--- EXERCISE DATA Enclosed Below ---

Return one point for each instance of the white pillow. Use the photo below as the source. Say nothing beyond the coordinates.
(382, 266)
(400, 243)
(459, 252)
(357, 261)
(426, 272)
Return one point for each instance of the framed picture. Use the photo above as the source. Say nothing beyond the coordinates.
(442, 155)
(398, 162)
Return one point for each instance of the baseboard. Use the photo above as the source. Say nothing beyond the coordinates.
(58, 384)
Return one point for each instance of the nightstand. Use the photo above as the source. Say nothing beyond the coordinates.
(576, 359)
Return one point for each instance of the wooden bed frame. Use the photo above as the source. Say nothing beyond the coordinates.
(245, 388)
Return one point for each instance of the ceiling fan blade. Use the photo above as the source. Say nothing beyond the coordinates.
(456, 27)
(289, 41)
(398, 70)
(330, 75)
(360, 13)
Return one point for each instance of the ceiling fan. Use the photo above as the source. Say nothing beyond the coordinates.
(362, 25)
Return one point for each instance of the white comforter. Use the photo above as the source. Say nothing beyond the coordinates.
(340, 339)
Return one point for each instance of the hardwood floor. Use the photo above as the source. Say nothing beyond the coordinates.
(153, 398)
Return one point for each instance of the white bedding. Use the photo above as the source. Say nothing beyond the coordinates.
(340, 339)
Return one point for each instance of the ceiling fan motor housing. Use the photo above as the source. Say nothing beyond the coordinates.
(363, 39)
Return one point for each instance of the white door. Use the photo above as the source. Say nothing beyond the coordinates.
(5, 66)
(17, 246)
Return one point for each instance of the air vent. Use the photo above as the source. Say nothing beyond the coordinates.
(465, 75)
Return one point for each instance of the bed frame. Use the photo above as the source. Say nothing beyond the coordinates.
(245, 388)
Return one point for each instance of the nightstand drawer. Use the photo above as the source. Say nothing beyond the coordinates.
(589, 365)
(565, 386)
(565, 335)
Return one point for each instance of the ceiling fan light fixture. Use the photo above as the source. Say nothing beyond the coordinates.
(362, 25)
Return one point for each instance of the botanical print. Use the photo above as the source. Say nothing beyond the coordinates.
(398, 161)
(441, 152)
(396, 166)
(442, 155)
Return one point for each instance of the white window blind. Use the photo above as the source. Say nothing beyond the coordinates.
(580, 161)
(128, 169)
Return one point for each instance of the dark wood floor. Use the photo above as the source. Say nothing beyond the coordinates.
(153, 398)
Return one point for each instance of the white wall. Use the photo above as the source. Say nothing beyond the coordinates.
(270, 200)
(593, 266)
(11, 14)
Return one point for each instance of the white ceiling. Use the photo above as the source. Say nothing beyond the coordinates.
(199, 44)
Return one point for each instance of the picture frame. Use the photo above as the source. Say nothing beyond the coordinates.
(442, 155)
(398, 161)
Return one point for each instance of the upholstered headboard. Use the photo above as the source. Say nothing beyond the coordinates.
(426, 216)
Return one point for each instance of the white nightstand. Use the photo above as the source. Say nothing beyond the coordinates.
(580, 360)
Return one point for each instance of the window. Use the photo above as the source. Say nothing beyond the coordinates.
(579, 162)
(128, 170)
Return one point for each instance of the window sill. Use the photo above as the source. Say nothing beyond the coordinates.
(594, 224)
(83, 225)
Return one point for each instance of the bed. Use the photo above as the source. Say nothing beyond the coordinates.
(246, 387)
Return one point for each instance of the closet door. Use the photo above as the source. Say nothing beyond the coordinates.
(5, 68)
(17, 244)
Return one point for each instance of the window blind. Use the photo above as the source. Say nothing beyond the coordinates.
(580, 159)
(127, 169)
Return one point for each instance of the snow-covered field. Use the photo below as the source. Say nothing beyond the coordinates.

--- End of Enclosed EXERCISE DATA ---

* EXERCISE DIRECTIONS *
Write out exactly those lines of the records above that lie from the one with "Return one point for each instance of the window sill." through the last line, including both.

* EXPECTED ANSWER *
Return one point for each instance of the window sill. Use the photo above as the source. Say nothing beyond the coordinates.
(594, 224)
(83, 225)
Return one point for each instance of the bed. Use the photo above as the source. Say nothing beyond the coordinates.
(246, 387)
Return one point for each instance of the closet door. Use the photo above as the source. Say nothing beyond the coordinates.
(5, 68)
(17, 244)
Return one point for each instance of the window blind. Use the photo above as the source. Say nothing beyond the coordinates.
(580, 159)
(127, 169)
Return one point for each instance of the snow-covered field. Use the photo below as the source. Say nothing beyond the coordinates.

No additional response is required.